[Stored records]

'''

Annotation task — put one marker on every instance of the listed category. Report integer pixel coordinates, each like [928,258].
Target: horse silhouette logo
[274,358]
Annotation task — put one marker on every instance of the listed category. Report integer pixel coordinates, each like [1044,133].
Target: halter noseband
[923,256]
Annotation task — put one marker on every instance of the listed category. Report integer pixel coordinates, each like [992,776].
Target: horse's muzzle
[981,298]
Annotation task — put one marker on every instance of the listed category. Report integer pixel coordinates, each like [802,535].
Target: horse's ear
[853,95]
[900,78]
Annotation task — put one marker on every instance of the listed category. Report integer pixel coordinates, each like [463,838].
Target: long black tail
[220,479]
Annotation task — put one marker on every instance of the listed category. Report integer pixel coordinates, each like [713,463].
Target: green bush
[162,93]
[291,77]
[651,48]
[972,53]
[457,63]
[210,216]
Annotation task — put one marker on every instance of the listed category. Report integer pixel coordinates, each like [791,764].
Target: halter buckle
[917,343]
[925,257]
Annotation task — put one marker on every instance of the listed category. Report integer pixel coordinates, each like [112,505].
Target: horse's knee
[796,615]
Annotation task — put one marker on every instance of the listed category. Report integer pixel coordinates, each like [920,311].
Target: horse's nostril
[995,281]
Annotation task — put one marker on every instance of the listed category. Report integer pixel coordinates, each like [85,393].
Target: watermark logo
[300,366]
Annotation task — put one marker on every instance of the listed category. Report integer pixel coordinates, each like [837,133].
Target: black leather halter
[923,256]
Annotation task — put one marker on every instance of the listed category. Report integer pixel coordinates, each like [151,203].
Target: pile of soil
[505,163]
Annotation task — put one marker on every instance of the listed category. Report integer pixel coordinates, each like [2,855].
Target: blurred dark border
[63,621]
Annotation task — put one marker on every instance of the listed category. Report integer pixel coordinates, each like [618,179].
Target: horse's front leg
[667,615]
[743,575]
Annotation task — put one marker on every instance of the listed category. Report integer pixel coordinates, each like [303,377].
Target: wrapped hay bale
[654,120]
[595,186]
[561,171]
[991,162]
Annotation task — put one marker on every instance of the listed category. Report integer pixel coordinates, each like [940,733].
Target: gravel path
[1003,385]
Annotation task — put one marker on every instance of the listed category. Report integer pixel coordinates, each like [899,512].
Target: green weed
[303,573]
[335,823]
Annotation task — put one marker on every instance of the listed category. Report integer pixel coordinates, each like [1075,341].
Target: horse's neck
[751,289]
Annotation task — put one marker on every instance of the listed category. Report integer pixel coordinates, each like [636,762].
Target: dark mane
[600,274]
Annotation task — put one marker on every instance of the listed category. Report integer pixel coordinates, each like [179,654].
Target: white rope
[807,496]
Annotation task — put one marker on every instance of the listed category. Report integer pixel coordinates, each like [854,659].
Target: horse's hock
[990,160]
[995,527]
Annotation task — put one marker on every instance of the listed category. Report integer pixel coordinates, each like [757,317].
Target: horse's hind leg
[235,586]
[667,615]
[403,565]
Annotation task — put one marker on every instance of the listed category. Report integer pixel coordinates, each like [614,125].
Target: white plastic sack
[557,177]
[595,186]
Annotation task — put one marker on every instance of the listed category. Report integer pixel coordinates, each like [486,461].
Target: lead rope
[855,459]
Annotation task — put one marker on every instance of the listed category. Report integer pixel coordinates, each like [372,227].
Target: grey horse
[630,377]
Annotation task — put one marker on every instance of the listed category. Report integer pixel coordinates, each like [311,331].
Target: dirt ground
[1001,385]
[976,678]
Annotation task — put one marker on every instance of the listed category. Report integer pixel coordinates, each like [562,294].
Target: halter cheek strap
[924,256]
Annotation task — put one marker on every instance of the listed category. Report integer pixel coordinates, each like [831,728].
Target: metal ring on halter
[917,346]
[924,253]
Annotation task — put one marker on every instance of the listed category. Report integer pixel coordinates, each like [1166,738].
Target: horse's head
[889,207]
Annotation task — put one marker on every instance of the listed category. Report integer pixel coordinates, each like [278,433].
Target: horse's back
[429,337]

'''

> [Work to do]: Reproduce all of the material above word for word, with no changes.

> [Output below]:
Annotation task — put one marker on every instance of the listed category. Report integer pixel coordinates, each like [928,258].
Target: horse silhouette logo
[274,358]
Annotation task — put one marker on every instance of the listed category. Report integer pixel coordinates, each like [1044,133].
Target: halter noseband
[923,256]
Annotation task — put one marker on every instance of the listed category. Report integer pixel coordinates, each like [992,776].
Target: horse's muzzle
[981,298]
Annotation task — put one marker on every instance of the listed category. Report integer pixel coordinates, each like [802,535].
Target: horse's ear
[853,95]
[900,78]
Annotation task — put one marker on every instance of the listed category. Report integer pixel coordinates, each like [463,838].
Target: long black tail
[220,479]
Annotation task — put one marker on every instance of the listed category. Report integer pixel coordinates, each like [713,463].
Target: green bush
[162,93]
[291,77]
[651,48]
[972,53]
[457,63]
[210,216]
Annotation task — put one marker on every instance of the listed category. Report integer pixel coordinates, each like [791,764].
Target: halter buckle
[917,343]
[925,257]
Annotation task — put one marker on every instance of the listed category. Report integer pixel coordinates, each like [112,505].
Target: horse's knee
[796,615]
Annotation task — put one marker on every instance of the listed category. Report integer pixel coordinates, each like [920,311].
Target: horse's nostril
[995,281]
Annotation task — put one marker on every instance of the listed category. Report integer pixel coordinates, each like [85,393].
Target: watermark logo
[300,366]
Annotation task — put one marker on every instance of the listed category. Report integer pixel coordinates, each like [837,133].
Target: black leather halter
[923,256]
Annotation task — put one marker on every instance of the listed category. Report integer pixel coordinates, each like [151,203].
Target: pile of soil
[505,163]
Annotation task — put one marker on every instance of the listed category. Report integer pixel coordinates, each like [2,855].
Target: blurred dark border
[63,621]
Annotation task — put one marker on every instance of the listed category. Report integer pixel coordinates, each like [618,179].
Target: horse's front leg
[667,615]
[743,575]
Annotation task — put one marker on every instance of the listed category. Report integer pixel coordinates, each like [303,377].
Target: wrapped hay bale
[654,120]
[595,186]
[561,171]
[991,162]
Annotation task — put one marker on every instance of the listed category. Report integer pixel coordinates, each like [940,733].
Target: gravel path
[1003,385]
Annotation task — put one marker on every instance of the listed category. Report integer pixel coordinates, each like [899,512].
Target: green weed
[303,573]
[335,823]
Annotation task — put one marker on every instance of the listed category. Report integer pixel coordinates, each like [1075,341].
Target: horse's neck
[751,289]
Annotation task — put one marker on every instance of the listed category. Report integer pixel coordinates, each like [636,762].
Target: dark mane
[600,274]
Annotation task — put one marker on every instance of the listed category. Report integer pixel coordinates, each like [179,654].
Target: white rope
[807,496]
Annotation task — put one marker on every instance of the listed category. Report integer pixel coordinates, each like [854,659].
Target: horse's hock
[990,160]
[995,527]
Annotation task — put one marker on every instance of the listed category. Report integer pixel coordinates, each like [757,317].
Target: horse's hind leg
[235,586]
[667,615]
[403,565]
Annotation task — put one marker on every instance of the listed category. Report integer pixel coordinates, each like [614,125].
Target: white plastic sack
[557,177]
[595,186]
Annotation task — put one marker on every instance of the listed category. Report integer pixel coordinates, each like [486,461].
Target: lead rope
[855,459]
Annotation task — put one marker on every instance of the listed category. Report integer pixel coordinates, each like [372,227].
Target: grey horse
[630,377]
Annotation task — put one marker on every instance of the listed category. Report integer pixel coordinates, each like [311,331].
Target: dirt ground
[1001,385]
[976,678]
Annotation task — put one marker on every instance of the listed category. Report integer pixel coordinates, each like [562,294].
Target: halter cheek strap
[924,256]
Annotation task — put one marker on every instance of the listed category. Report integer pixel coordinates, each like [831,728].
Target: metal ring on halter
[917,346]
[924,253]
Annotation task — put one marker on every instance of the listed category. Report integer pixel coordinates, each like [1166,738].
Target: horse's head
[889,207]
Annotation task — put one marker on every instance of the listed category. Report integer pixel coordinates, each like [278,433].
Target: horse's back
[429,337]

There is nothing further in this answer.